Le fonti di energia nella politica "imperiale" dell'Unione Sovietica

Prof. Franco Soglian

Università di Urbino

Abstract

Negli anni '70 e in particolare nella seconda metà del decennio il comportamento internazionale dell'Unione Sovietica assume una piega marcatamente espansionistica e di sfida su tutti i terreni all'altra superpotenza, gli Stati Uniti. Non risulta tuttora facile riconoscere un'ispirazione fondamentalmente offensiva oppure difensiva in una serie di mosse quali la penetrazione nel Corno d'Africa e nel sud del continente nero, lo sfoggio di potenza navale nel Mediterraneo e in altri mari ed oceani, l'invasione dell'Afghanistan dopo un colpo di Stato comunista. L'intraprendenza politica e militare del Cremlino viene comunque percepita in Occidente come una forma di imperialismo per vari aspetti nuova e più temibile che in passato. Essa continua tuttavia a contrastare, e anzi in modo ancor più stridente, con alcuni connotati essenziali della realtà economica sovietica, più tipici di un paese relativamente sottosviluppato che non di un colosso sul piano militare e in parte anche scientifico.
Nella sua struttura interna e nei suoi rapporti esterni, infatti, il sistema economico sovietico è ancora dominato dalle materie prime e in particolare dalle fonti di energia anzichè dalla produzione industriale secondaria. L'estrazione di minerali genera oltre metà del prodotto sociale lordo, assorbe molto più capitale del settore manifatturiero e il suo tasso di crescita supera quello del resto del mondo nel suo complesso. Le fonti di energia, tra le quali il petrolio ha da poco scavalcato il carbone come principale combustibile, costituiscono il settore più importante e propulsivo dell'intero apparato produttivo; il suo peso è accentuato da consumi energetici sensibilmente più elevati che in Occidente a causa di un tipo di pianificazione che non favorisce il risparmio di risorse e di un sistema industriale per lo più obsoleto e in cui prevalgono i comparti a forte input energetico. La priorità di cui costantemente gode nella ripartizione degli investimenti determina un circolo vizioso che protrae l'arretratezza tecnologica. A sua volta, questa finisce col frenare il continuo incremento della produzione petrolifera, che da un tasso medio del 7,8% nel quinquennio 1965-1970 precipita allo 0,8% nei primi anni '80.

> [CONSEGNE DELL'ESERCIZIO]:
- a) Stabilisci se ciascuna delle affermazioni seguenti concorda con il testo sulle fonti di energia nell'Unione Sovietica, rispondendo sì o no e citando testualmente le parole decisive. (i) Il petrolio ha da poco superato il carbone come principale combustibile. (ii) L'estrazione di minerali assorbe meno capitale del settore manifatturiero. (iii) Nel quinquennio 1965-1970 la produzione petrolifera cresceva a un tasso medio del 7,8%.
- b) Individua e ricopia ogni riga dei record che contiene la parola "blue", tenendo conto della differenza tra maiuscole e minuscole.
Il testo e i record non hanno alcun legame tra loro.

> [Record di annotazione delle coordinate]:
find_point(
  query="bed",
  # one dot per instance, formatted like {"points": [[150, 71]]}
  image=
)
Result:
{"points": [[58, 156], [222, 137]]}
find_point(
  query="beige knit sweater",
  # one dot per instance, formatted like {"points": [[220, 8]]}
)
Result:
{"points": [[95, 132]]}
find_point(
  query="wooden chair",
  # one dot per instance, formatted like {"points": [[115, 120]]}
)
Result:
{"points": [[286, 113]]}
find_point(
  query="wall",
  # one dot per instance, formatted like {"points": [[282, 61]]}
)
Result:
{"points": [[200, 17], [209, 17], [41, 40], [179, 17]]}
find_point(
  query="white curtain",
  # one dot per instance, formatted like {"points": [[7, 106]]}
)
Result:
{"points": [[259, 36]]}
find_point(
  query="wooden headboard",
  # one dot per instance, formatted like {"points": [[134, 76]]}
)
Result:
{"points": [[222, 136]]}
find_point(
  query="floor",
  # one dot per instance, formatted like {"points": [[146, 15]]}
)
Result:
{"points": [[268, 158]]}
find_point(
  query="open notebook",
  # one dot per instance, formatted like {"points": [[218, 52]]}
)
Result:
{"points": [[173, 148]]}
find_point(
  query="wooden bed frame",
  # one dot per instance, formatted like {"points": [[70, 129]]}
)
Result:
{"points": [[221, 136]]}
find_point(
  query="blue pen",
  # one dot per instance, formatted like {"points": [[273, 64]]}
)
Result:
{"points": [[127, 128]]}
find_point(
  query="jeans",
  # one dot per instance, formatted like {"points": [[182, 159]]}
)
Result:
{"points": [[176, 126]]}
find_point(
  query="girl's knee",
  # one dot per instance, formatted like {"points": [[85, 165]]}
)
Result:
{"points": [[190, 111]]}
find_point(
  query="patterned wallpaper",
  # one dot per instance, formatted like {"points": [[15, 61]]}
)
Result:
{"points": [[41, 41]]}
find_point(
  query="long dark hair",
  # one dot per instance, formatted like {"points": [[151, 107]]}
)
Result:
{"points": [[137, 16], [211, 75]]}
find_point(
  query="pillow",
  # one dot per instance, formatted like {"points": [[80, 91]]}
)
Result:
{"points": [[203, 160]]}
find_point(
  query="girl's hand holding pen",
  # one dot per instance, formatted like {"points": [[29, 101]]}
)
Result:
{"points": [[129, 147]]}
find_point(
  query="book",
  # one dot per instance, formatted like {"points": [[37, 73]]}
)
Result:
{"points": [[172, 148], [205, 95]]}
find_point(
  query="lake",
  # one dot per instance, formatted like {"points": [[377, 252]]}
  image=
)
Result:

==

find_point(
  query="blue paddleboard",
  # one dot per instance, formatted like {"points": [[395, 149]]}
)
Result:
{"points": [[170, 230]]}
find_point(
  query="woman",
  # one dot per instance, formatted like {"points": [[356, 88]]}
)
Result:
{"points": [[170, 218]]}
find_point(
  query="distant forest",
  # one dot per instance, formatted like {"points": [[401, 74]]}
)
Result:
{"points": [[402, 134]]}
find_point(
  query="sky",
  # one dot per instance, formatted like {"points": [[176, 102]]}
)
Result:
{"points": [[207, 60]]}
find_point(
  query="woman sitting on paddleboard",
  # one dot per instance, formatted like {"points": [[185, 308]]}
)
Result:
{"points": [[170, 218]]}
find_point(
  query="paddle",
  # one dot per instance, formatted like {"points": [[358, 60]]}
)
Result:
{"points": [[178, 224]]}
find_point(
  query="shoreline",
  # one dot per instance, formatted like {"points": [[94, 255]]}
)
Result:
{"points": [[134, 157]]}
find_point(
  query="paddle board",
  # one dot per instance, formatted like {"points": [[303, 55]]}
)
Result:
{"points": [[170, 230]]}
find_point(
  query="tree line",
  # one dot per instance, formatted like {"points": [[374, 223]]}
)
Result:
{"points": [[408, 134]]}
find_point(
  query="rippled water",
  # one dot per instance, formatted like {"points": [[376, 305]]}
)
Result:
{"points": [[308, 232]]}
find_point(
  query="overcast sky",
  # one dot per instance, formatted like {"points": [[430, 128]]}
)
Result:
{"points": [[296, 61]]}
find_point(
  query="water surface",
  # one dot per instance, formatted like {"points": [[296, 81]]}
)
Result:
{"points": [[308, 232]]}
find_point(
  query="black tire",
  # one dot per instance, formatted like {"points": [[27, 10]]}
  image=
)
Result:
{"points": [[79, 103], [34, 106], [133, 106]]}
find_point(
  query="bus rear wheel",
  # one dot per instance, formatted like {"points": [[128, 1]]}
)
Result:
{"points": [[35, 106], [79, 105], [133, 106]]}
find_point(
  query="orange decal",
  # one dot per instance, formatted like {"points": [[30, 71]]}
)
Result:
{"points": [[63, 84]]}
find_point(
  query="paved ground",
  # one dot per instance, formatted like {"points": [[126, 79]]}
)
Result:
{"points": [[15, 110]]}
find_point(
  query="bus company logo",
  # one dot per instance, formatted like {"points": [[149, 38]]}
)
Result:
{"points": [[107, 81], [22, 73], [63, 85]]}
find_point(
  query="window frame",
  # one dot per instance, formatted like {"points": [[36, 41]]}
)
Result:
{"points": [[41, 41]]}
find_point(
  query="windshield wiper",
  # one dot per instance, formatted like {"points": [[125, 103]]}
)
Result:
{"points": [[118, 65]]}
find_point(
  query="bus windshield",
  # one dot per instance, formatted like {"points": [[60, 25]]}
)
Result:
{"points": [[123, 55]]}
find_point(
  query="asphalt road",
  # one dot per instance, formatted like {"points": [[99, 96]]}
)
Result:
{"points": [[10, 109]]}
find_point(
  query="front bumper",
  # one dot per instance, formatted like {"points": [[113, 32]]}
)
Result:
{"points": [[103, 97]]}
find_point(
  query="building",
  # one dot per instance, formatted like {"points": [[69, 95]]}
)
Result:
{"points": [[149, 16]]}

...

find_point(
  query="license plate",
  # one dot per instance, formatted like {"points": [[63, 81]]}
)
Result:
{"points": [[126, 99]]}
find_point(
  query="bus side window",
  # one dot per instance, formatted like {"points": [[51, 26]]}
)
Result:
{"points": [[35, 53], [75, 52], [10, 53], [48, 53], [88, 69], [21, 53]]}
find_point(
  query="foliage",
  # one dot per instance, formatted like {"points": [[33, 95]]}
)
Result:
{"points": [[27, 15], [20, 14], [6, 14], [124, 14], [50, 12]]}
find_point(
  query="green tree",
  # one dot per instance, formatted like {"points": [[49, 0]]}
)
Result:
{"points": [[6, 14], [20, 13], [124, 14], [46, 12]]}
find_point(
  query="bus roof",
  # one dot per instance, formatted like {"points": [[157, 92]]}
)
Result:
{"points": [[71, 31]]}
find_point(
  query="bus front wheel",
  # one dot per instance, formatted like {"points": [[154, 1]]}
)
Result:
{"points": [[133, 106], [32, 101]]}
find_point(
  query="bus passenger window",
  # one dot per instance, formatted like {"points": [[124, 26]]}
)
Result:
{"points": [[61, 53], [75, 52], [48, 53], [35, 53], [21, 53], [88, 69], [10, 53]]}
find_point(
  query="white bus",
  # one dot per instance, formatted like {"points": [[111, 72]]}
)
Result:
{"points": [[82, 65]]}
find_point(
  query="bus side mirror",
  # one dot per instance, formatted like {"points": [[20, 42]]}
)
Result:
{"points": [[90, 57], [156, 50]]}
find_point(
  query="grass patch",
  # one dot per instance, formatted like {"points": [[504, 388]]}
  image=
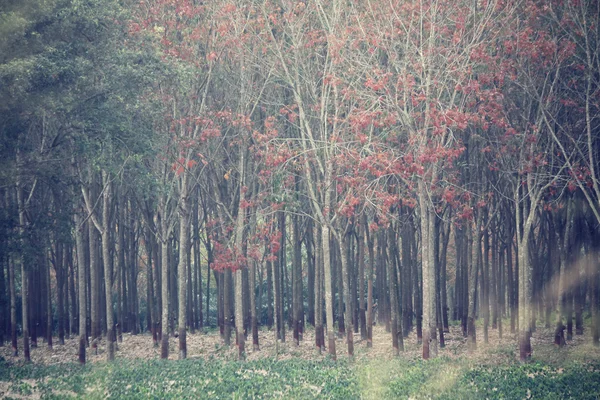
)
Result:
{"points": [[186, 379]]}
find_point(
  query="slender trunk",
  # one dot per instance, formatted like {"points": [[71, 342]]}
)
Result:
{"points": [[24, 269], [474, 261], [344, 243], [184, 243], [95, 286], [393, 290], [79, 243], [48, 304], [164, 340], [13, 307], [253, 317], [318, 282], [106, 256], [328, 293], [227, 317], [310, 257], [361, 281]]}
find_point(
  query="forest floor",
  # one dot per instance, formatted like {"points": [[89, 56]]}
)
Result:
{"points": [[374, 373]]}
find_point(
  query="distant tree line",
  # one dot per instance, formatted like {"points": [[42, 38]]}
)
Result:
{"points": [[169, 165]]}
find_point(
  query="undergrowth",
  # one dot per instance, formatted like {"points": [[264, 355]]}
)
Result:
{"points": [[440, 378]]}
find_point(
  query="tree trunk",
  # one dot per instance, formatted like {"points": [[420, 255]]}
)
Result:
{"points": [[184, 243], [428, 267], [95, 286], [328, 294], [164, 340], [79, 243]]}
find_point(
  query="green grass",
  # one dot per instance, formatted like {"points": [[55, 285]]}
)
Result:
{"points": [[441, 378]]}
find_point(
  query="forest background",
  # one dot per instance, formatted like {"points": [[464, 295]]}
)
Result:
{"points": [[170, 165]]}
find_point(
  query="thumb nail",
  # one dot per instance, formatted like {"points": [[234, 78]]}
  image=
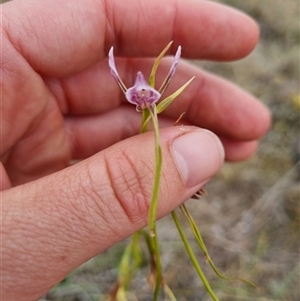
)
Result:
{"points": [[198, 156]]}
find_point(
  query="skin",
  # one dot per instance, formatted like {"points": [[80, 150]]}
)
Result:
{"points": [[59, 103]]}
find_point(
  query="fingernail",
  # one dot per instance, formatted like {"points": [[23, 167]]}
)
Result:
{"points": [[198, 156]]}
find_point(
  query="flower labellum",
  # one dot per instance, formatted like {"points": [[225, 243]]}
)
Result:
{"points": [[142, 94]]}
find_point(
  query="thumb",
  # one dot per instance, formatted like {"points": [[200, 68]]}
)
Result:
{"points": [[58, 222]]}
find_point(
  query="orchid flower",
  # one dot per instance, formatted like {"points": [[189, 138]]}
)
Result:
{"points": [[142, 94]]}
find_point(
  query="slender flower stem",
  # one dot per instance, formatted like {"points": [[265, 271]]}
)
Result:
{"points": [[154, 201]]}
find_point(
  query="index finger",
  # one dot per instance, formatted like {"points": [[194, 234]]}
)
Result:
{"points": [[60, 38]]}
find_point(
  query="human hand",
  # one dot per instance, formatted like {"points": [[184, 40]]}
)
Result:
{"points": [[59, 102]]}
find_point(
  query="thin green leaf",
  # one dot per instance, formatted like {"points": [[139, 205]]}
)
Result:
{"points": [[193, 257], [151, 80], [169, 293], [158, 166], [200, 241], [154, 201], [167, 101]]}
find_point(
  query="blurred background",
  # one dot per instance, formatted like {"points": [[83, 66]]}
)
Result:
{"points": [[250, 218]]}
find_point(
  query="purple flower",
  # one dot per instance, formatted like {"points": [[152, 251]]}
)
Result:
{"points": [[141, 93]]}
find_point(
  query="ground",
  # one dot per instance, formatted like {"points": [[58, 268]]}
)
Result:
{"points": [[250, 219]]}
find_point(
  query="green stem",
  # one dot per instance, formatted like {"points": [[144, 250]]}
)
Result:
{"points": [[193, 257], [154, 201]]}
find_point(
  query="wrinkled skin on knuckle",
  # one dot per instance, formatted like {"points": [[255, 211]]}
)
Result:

> [SOLUZIONI]:
- a)
(i) Sì: «tra le quali il petrolio ha da poco scavalcato il carbone come principale combustibile».
(ii) No: «assorbe molto più capitale del settore manifatturiero».
(iii) Sì: «da un tasso medio del 7,8% nel quinquennio 1965-1970».

- b)
  query="blue pen",
  query="blue paddleboard",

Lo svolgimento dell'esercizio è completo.